╭─ SUPPLIED RECORDS

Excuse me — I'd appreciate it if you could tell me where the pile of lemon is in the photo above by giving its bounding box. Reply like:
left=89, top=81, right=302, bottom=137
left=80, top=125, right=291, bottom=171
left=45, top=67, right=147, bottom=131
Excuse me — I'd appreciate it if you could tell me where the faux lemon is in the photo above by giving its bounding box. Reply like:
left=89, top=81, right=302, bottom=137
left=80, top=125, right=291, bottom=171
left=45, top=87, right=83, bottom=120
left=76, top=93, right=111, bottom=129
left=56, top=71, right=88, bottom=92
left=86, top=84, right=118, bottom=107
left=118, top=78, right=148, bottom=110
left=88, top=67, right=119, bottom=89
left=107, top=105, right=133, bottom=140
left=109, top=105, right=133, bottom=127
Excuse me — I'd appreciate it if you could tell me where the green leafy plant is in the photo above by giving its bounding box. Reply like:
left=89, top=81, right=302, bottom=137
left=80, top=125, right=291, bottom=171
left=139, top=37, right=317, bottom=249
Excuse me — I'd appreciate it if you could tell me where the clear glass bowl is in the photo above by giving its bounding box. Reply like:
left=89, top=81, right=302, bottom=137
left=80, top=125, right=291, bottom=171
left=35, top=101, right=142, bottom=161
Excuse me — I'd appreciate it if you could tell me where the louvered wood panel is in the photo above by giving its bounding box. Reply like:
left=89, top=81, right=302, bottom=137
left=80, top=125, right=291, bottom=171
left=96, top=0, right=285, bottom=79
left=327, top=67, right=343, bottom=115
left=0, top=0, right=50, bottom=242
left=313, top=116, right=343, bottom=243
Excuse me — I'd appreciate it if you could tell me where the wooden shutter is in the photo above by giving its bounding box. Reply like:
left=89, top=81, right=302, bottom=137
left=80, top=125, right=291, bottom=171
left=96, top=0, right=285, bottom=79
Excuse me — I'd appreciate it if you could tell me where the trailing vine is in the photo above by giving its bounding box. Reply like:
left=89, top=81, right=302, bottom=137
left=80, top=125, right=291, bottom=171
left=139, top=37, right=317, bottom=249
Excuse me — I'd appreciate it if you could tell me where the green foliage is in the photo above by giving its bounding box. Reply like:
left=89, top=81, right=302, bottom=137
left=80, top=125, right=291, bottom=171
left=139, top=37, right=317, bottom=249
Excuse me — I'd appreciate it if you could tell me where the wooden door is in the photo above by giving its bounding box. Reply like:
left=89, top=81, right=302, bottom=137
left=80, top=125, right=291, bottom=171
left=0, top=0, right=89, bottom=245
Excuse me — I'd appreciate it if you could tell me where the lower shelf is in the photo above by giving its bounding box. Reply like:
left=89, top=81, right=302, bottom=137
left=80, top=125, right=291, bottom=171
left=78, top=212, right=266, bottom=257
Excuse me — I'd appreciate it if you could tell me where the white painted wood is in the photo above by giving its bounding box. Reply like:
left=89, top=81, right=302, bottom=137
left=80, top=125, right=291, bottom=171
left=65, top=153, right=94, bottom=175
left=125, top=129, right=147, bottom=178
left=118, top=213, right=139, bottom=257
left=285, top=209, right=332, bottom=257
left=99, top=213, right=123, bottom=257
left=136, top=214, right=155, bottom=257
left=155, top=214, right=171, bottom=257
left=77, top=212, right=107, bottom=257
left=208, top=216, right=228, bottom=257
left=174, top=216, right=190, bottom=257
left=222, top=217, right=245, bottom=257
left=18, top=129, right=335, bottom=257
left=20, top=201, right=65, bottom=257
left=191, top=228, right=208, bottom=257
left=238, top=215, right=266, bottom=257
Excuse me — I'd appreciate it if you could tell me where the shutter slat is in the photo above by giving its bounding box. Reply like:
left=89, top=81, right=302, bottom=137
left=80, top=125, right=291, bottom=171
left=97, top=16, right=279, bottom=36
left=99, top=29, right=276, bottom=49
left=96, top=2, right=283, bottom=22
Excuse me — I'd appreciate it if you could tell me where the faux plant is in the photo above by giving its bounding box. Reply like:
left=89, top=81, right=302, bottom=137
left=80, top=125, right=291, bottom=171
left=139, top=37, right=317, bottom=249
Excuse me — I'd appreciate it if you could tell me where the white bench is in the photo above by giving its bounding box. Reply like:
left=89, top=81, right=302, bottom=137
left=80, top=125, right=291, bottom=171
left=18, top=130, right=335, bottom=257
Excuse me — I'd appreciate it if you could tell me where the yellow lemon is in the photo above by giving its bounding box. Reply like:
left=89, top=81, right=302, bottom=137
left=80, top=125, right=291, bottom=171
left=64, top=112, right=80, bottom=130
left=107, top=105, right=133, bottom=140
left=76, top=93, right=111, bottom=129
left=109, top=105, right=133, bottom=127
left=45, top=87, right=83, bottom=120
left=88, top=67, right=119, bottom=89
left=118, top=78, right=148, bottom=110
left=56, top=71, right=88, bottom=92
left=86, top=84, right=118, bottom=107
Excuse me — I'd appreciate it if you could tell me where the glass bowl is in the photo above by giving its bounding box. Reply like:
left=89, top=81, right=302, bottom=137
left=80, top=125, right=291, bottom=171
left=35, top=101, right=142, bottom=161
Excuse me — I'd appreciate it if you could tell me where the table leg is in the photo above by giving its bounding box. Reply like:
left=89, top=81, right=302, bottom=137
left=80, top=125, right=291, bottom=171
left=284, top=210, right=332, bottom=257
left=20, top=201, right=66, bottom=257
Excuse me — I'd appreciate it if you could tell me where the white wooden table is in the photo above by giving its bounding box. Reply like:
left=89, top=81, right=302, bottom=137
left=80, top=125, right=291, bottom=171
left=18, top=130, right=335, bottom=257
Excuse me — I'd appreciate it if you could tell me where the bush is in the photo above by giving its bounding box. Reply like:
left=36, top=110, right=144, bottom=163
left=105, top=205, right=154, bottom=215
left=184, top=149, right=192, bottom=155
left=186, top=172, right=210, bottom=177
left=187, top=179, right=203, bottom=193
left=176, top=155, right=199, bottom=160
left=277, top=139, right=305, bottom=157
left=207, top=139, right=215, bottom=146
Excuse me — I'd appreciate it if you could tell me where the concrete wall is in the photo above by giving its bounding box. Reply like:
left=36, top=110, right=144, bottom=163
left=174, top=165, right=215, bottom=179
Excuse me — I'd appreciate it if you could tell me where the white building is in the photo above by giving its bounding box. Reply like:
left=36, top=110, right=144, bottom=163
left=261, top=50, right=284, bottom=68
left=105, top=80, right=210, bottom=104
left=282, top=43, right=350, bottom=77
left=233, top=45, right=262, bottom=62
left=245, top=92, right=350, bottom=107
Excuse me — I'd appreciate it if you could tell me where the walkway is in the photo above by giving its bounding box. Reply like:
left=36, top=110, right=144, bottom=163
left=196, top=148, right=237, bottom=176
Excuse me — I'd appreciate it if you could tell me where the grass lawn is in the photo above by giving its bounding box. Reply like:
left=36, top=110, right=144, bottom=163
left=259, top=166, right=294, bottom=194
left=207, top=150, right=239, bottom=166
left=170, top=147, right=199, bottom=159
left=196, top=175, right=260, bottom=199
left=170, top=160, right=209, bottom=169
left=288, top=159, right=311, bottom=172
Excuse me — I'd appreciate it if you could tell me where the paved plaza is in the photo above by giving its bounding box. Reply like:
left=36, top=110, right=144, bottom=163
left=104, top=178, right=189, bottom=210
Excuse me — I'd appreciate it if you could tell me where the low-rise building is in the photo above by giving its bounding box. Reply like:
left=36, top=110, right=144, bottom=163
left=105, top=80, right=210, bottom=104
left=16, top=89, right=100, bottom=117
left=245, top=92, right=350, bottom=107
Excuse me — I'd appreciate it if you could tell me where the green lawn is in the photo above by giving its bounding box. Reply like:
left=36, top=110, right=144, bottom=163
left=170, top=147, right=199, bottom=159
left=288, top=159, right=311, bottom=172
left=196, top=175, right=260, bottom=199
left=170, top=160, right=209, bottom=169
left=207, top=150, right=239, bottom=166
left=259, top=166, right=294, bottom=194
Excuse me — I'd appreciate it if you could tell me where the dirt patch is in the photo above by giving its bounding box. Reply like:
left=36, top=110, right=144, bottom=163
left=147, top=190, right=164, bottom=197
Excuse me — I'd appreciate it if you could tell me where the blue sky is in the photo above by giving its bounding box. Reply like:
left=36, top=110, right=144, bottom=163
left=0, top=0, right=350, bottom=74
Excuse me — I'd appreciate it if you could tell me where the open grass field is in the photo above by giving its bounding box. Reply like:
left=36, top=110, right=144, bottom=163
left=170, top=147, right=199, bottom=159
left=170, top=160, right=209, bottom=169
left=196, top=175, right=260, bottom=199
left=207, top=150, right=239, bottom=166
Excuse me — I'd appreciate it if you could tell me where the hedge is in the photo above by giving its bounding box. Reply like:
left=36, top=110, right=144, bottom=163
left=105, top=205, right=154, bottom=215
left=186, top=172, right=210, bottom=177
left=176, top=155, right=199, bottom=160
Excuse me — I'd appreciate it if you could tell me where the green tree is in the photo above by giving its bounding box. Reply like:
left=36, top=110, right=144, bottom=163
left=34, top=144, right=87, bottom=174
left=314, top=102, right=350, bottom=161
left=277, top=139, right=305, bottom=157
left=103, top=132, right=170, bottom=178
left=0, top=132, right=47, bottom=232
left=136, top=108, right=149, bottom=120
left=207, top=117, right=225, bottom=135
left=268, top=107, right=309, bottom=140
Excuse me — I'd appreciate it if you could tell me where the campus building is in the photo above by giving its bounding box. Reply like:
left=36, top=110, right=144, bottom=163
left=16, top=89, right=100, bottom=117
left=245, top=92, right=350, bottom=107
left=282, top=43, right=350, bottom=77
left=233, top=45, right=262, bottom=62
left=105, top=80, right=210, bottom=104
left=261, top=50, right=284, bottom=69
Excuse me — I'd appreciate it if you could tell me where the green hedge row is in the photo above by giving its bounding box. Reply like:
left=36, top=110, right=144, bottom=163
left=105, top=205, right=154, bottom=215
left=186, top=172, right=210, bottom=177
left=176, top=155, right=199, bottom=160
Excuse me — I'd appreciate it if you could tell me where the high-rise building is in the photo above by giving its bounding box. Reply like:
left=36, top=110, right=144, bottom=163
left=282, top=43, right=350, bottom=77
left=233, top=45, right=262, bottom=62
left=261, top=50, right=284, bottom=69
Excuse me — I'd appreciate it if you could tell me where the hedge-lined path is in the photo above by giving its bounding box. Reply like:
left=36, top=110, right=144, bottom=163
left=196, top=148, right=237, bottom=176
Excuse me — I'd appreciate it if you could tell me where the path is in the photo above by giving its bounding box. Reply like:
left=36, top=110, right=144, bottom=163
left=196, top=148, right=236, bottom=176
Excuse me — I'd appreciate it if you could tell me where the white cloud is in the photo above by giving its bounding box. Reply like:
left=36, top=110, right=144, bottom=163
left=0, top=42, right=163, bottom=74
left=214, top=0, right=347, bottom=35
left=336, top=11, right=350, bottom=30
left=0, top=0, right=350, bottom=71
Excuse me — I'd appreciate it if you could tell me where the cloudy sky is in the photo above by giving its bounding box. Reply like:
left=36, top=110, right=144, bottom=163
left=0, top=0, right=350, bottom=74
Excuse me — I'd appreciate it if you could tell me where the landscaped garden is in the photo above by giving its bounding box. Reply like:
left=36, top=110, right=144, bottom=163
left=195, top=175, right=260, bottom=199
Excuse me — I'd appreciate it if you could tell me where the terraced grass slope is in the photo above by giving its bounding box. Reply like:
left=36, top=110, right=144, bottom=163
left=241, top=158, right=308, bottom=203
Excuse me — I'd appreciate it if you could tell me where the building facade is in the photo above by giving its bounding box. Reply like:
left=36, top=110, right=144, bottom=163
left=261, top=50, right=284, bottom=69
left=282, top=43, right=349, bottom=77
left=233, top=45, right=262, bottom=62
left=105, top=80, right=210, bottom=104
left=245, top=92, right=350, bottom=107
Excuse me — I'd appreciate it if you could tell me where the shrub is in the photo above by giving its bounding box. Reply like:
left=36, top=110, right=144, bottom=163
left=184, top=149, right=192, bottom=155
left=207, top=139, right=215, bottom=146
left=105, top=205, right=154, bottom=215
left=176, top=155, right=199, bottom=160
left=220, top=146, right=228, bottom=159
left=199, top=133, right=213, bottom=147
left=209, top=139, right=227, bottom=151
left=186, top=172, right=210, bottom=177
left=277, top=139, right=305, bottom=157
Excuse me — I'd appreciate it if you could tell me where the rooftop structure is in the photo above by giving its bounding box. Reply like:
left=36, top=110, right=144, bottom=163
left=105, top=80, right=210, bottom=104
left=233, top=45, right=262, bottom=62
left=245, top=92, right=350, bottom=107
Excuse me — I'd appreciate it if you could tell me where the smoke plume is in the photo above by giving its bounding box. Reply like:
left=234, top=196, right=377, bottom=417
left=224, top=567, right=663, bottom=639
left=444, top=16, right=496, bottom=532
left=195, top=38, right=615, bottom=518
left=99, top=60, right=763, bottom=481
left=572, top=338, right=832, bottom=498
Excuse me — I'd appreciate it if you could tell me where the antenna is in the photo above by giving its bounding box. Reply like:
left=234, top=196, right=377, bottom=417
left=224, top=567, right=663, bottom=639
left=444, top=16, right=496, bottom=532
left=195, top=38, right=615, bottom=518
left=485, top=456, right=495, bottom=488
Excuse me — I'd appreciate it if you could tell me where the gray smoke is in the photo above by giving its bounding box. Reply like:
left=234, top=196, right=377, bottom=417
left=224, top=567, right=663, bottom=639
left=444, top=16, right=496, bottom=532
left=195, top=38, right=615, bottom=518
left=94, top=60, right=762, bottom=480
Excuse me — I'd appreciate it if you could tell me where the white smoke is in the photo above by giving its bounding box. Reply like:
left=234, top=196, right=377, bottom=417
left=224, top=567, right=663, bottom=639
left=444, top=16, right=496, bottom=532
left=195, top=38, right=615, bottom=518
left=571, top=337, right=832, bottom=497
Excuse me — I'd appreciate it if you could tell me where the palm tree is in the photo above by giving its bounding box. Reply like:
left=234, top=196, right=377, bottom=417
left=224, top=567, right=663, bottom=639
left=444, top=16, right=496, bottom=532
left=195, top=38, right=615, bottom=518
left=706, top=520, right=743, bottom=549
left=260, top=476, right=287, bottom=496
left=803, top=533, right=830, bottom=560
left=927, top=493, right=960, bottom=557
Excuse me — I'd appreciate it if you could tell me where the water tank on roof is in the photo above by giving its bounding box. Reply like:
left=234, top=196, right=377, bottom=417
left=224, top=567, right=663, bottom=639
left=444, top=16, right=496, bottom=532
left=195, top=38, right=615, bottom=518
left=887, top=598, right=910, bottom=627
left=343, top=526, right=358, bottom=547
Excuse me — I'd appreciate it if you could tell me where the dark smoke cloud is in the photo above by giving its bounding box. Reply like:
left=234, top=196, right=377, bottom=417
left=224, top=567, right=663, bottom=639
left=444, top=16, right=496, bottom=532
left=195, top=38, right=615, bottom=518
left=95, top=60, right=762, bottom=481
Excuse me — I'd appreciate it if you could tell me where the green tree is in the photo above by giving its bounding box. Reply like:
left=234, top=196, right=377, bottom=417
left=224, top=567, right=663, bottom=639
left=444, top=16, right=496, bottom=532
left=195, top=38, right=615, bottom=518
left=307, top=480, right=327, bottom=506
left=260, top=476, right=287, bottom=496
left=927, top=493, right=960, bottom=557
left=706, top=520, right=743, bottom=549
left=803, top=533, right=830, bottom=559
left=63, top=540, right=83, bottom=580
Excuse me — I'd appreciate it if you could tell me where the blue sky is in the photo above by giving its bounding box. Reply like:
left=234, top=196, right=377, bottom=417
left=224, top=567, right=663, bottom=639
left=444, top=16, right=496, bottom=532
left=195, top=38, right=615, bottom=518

╰─

EXERCISE OBJECTIVE
Copy out the data above word for word, everything from the line with "where the dark" down to the line with "left=95, top=60, right=762, bottom=481", both of those lines included.

EXPECTED ANSWER
Excuse me — I'd appreciate it if you could tell me where the dark smoke cloud is in the photo above by giving its bounding box. Reply like:
left=234, top=196, right=377, bottom=417
left=224, top=567, right=663, bottom=639
left=444, top=16, right=496, bottom=532
left=195, top=38, right=615, bottom=518
left=95, top=60, right=762, bottom=481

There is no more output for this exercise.